_Task to complete_: Repeat the following entries verbatim, apart from the pictures.

---

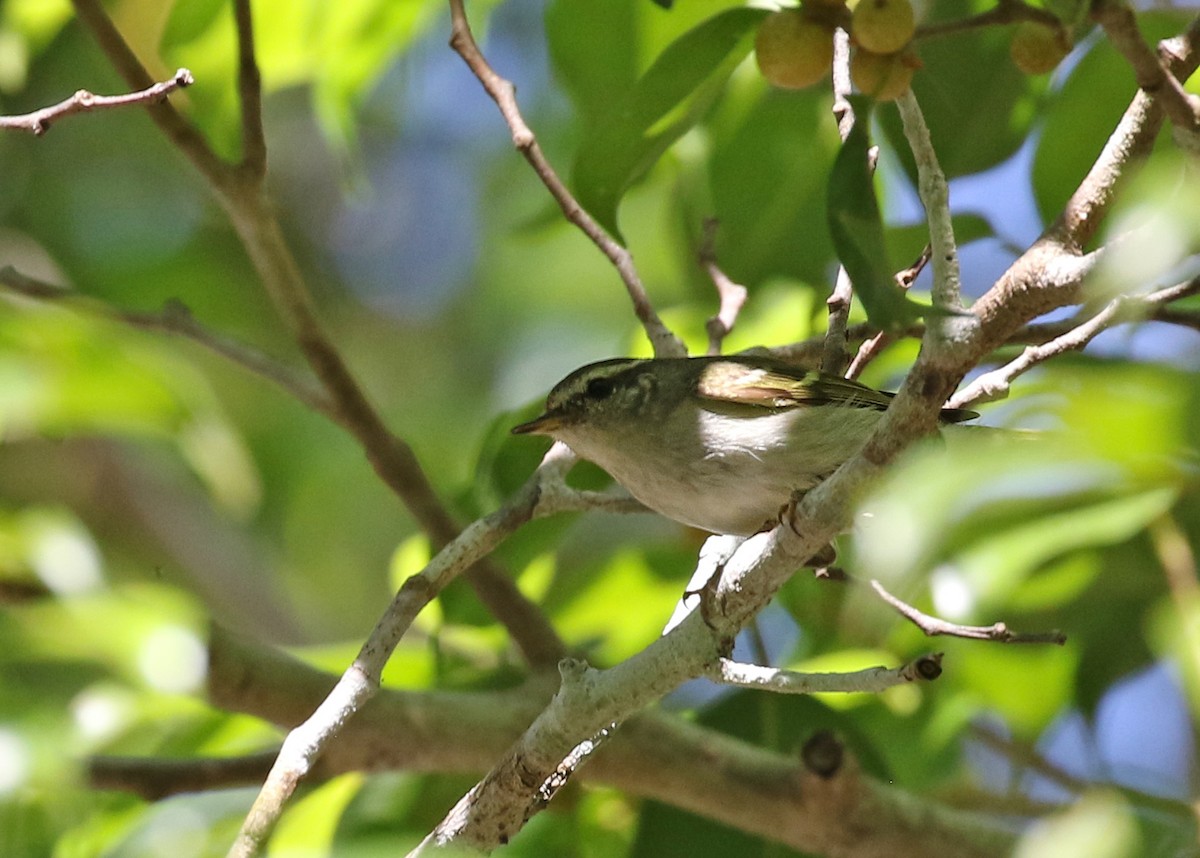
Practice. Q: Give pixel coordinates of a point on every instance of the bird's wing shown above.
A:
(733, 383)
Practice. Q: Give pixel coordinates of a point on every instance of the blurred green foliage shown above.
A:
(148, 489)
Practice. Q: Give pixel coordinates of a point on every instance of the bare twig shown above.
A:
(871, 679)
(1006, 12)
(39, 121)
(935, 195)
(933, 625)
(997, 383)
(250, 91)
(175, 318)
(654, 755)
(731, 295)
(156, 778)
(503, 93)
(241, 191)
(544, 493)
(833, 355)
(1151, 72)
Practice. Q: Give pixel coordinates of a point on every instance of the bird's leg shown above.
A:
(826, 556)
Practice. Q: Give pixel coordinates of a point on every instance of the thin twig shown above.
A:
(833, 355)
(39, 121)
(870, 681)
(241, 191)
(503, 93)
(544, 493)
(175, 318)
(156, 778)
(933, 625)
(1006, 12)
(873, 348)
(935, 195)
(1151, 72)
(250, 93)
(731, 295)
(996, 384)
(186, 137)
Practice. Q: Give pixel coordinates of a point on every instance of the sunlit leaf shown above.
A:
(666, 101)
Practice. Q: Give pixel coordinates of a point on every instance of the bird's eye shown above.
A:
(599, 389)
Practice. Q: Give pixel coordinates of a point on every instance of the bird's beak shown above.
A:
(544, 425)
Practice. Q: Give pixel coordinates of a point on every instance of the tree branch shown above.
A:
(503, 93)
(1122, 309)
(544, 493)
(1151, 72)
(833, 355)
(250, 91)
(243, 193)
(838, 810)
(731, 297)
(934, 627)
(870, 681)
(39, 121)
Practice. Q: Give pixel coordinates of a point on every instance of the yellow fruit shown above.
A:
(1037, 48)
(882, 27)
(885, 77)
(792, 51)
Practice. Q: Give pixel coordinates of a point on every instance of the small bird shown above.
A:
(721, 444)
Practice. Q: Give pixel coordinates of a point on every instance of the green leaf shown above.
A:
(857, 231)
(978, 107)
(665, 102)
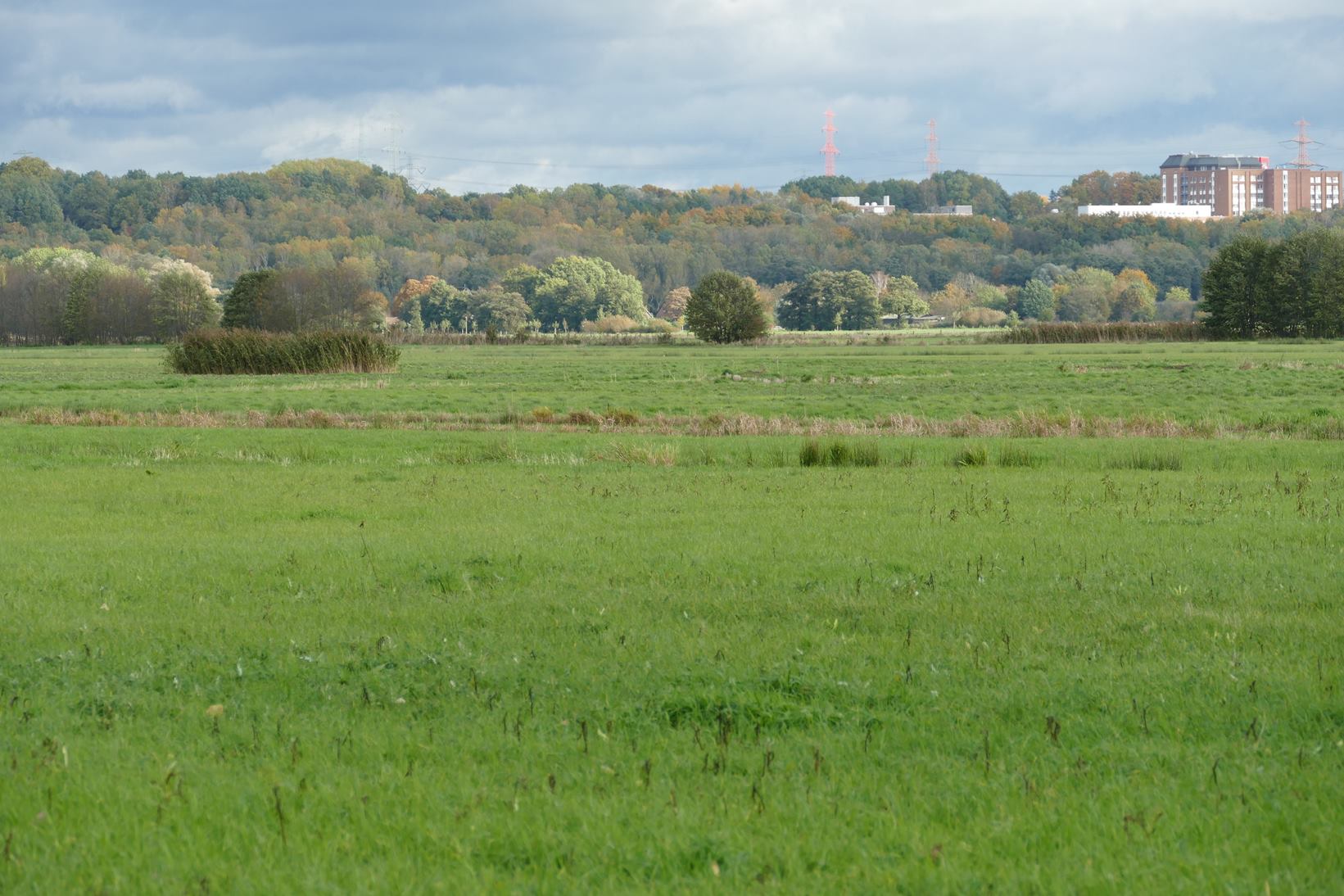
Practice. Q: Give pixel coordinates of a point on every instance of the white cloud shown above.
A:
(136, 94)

---

_Result_:
Practice. Q: Give pixel coordinates of a point on every instance of the bird's wing shown above.
A:
(733, 383)
Practice. Q: Give pixel coordinates of a point on every instance of the blurred green foliage shown above.
A:
(148, 489)
Practice. Q: Give pixel coordinates of a point on every instance of the bare twig shown above.
A:
(871, 679)
(1006, 12)
(39, 121)
(935, 195)
(933, 625)
(997, 383)
(250, 91)
(175, 318)
(654, 755)
(731, 295)
(156, 778)
(503, 93)
(241, 191)
(544, 493)
(833, 355)
(1151, 72)
Practice. Q: Give pixel coordinates of a point on every instance of the bird's leg shown above.
A:
(826, 556)
Practice. Q: Give pixel coordinates of a point on every instance of the thin twig shown above.
A:
(833, 355)
(39, 121)
(870, 681)
(241, 191)
(503, 93)
(544, 493)
(175, 318)
(156, 778)
(933, 625)
(1006, 12)
(873, 348)
(935, 195)
(1151, 72)
(250, 93)
(731, 295)
(996, 384)
(186, 137)
Practice. Q: Give pixel coordinates of a point on every instance of the sunlit leaf shown above.
A:
(666, 101)
Practice. Q: Give pixel coordinates of a point on every instance of the bird's eye shown above.
A:
(599, 389)
Practice. Q: Give pixel coordinates of a point on every instance of the bird's beak shown above.
A:
(544, 425)
Practice. Q: Give pixel coordinates of a point on every instance of the tree branch shown above.
A:
(503, 93)
(1122, 309)
(544, 493)
(1151, 72)
(833, 355)
(250, 91)
(243, 193)
(838, 810)
(731, 297)
(934, 627)
(870, 681)
(39, 121)
Practice. Q: Give pixel coordinates of a point on every instance of the yellow fruit shown above.
A:
(1037, 48)
(882, 27)
(885, 77)
(792, 51)
Practice. Q: Give pixel coordinates of a point on every instance of the small bird shown above.
A:
(721, 444)
Practice. Q: Give pixel coordinates of a point on every instance of the green leaf shown above.
A:
(857, 231)
(978, 107)
(665, 102)
Practice. Q: Give pixel coordinates of a point on every instance of the white cloud shown above.
A:
(136, 94)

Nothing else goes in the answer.